VOTRE OBJECTIF:
Dans l'article sur la BD en Europe, recopiez le passage qui s'ouvre sur les mots contenant "Notre premier marché" et se ferme sur "notable des tirages.", en remplaçant "Carlsen" par "Casterman".

++++ ARTICLE

Par Didier Pasamonik (L’Agence BD) le 12 octobre 2014                      Lien  
Comment se comporte la BD, et la BD franco-belge en particulier, en Europe? Notre visite à la dernière Foire du Livre de Francfort nous a permis de mener notre petite enquête.

Notre premier marché en Europe est incontestablement l’Allemagne. Après une crise marquante il y a près de cinq ans, le pays de madame Merkel a rebondi de façon remarquable dans le domaine de la bande dessinée, en particulier en 2013 : "La situation est étrange, car le marché progresse de façon remarquable en Allemagne, nous dit Klaus Schikowski, responsable du secteur bande dessinée et roman graphique chez l’éditeur allemand Carlsen. Le chiffre d’affaire du secteur a fait un bond de 25% par rapport à l’année dernière, ce qui signifie que les bandes dessinées se vendent encore bien dans notre pays, alors que le reste du marché du livre est en régression." Cette progression du marché s’est accompagnée d’une augmentation du nombre de titres avec son corolaire : une baisse notable des tirages.

+ 25% en Allemagne !

Est-ce l’effet d’une "bulle", un moment atypique qui n’est pas vraiment représentatif du marché ? "Je ne pense pas, répond Klaus Schikowski, nous constatons une progression de vente de notre fonds de catalogue, ce qui signifie que les personnages classiques vendent très très bien. “Spirou” par exemple connaît un étonnant regain d’intérêt : nous avons atteint le cap d’un million d’exemplaires vendus en cumul, ce qui est pour nous une très bonne nouvelle ! Depuis deux mois, nous avons entamé la politique française des intégrales, à la manière de celles de Dupuis qui sont très belles. Les ventes sont très satisfaisantes. Mais il faut aussi convenir qu’il y a un "effet Astérix" qui a fait revenir les lecteurs dans les librairies..."

++++++++
++++ DONNÉES EXTRAITES

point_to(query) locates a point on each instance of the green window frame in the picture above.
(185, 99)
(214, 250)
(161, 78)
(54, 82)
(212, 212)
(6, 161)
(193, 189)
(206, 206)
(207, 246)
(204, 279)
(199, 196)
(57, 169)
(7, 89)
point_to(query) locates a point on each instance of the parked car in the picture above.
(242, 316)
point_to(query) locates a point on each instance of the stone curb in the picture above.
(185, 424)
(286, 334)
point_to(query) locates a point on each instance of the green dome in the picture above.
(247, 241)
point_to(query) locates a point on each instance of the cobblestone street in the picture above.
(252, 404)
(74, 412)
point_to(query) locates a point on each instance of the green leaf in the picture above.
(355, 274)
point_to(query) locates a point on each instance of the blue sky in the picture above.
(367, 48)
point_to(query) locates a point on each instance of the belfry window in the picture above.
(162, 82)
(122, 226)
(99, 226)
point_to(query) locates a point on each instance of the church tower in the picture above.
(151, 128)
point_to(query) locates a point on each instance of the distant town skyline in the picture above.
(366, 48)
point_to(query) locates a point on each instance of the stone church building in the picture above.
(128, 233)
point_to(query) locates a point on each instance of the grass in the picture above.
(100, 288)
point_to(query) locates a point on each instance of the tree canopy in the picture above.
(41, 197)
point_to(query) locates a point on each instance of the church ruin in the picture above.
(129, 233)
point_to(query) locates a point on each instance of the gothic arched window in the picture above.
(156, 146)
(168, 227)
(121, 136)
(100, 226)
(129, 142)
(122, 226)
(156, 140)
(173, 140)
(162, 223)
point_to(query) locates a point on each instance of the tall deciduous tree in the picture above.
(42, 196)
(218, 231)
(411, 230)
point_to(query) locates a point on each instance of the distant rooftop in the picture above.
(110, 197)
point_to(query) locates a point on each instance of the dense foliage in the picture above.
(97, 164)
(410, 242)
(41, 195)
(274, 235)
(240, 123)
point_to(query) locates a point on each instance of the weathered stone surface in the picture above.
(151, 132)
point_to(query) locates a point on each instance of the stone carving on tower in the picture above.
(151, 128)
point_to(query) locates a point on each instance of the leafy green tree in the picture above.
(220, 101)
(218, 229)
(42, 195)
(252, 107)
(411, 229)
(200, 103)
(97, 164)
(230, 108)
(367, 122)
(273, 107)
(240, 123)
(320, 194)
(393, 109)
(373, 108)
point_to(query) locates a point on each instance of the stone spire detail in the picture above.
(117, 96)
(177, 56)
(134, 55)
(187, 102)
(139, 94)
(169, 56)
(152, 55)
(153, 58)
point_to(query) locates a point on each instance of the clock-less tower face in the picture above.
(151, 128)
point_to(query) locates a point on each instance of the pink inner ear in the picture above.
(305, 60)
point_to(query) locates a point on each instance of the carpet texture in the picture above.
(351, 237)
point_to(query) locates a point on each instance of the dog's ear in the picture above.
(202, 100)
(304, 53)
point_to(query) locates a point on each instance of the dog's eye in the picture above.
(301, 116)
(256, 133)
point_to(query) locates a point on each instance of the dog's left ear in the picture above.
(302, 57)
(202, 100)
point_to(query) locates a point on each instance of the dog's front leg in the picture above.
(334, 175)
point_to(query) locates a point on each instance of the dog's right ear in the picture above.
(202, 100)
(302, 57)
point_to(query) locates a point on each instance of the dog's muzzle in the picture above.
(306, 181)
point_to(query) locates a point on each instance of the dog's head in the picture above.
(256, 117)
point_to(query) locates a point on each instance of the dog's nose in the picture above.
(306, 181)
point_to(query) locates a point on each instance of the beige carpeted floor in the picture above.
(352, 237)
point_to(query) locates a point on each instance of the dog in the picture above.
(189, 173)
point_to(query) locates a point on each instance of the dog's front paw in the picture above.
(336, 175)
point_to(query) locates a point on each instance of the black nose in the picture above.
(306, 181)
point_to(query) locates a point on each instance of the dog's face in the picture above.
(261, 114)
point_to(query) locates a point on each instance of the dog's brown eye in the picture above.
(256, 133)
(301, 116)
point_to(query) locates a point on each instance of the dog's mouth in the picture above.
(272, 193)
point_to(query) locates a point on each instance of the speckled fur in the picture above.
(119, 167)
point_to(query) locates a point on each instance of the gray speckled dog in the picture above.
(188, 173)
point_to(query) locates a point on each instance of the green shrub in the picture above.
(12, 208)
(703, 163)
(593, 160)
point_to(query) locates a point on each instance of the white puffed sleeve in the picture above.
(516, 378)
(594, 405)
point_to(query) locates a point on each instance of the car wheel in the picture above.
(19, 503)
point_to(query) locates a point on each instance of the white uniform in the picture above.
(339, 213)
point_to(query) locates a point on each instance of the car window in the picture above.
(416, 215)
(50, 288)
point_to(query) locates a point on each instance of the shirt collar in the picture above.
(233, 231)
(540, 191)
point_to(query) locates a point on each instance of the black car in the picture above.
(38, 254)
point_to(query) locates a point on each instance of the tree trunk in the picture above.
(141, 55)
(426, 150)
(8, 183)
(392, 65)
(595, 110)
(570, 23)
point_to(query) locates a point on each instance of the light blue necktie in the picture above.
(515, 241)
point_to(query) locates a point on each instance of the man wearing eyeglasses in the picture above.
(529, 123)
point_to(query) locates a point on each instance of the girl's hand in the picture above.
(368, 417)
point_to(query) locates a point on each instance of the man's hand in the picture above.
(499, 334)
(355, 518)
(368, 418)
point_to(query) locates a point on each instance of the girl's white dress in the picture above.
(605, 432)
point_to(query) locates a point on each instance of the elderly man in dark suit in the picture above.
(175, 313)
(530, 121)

++++++++

RÉSULTAT OBTENU:
Notre premier marché en Europe est incontestablement l’Allemagne. Après une crise marquante il y a près de cinq ans, le pays de madame Merkel a rebondi de façon remarquable dans le domaine de la bande dessinée, en particulier en 2013 : "La situation est étrange, car le marché progresse de façon remarquable en Allemagne, nous dit Klaus Schikowski, responsable du secteur bande dessinée et roman graphique chez l’éditeur allemand Casterman. Le chiffre d’affaire du secteur a fait un bond de 25% par rapport à l’année dernière, ce qui signifie que les bandes dessinées se vendent encore bien dans notre pays, alors que le reste du marché du livre est en régression." Cette progression du marché s’est accompagnée d’une augmentation du nombre de titres avec son corolaire : une baisse notable des tirages.